• Dataset:
Start of Block
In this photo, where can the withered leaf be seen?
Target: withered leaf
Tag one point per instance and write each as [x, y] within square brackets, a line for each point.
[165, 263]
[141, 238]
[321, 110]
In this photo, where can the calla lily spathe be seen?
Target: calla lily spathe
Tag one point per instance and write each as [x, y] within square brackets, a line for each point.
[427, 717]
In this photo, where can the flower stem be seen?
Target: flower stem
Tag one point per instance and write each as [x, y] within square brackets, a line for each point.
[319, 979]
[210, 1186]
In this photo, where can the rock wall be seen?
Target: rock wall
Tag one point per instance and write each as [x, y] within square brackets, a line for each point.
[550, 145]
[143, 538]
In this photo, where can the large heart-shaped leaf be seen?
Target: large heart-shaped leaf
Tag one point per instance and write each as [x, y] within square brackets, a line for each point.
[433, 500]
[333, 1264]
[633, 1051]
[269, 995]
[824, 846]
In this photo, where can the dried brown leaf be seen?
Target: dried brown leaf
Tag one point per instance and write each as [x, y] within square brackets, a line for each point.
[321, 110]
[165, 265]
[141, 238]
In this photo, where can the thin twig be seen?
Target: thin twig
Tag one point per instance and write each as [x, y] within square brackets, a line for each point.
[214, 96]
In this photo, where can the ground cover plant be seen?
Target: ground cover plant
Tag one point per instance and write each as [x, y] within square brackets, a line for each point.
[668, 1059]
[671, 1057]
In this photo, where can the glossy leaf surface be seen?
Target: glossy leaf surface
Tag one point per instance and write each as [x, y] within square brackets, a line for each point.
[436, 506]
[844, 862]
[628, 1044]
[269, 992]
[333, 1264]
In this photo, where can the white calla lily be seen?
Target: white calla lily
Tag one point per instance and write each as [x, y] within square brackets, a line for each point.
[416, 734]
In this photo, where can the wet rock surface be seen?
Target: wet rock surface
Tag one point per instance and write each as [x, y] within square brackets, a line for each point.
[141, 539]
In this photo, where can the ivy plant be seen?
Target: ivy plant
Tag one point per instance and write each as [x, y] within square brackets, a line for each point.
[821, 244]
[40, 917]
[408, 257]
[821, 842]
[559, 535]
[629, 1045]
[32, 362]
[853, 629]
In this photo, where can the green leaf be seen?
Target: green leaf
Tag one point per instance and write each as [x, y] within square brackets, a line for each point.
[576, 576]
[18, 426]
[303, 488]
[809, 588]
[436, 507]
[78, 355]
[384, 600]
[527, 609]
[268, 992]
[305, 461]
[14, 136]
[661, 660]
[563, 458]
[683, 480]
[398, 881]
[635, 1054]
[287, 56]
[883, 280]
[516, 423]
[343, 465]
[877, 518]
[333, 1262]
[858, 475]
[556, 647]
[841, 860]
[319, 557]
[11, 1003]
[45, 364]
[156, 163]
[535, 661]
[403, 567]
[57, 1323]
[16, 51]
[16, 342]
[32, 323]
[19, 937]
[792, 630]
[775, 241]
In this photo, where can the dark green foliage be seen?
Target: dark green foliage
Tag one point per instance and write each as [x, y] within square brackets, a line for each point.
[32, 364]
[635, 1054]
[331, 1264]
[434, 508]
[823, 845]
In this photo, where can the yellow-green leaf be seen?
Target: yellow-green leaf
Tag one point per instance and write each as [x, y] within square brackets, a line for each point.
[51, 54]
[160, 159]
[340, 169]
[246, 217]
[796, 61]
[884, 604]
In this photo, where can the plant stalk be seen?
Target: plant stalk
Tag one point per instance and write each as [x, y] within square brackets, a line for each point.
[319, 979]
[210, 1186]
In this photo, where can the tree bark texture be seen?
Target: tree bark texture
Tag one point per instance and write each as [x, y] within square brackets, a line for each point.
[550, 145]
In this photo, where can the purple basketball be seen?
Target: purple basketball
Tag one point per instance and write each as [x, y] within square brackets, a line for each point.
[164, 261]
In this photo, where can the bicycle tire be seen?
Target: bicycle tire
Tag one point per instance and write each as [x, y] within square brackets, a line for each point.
End of Block
• Exercise instructions: Your answer should be the lines above from the one containing "In this photo, where can the calla" through the one containing "Target: rock wall", copied exactly and with both ends kept.

• Exercise answer:
In this photo, where can the calla lily spathe be seen?
Target: calla lily spathe
Tag one point per instance and write each as [x, y] within square brackets, a line for each point.
[427, 717]
In this photo, where can the flower stem be seen?
Target: flower stem
Tag one point per instance and write each as [x, y] within square brackets, a line for each point.
[319, 979]
[210, 1186]
In this photo, where can the rock wall be seen?
Target: rock wall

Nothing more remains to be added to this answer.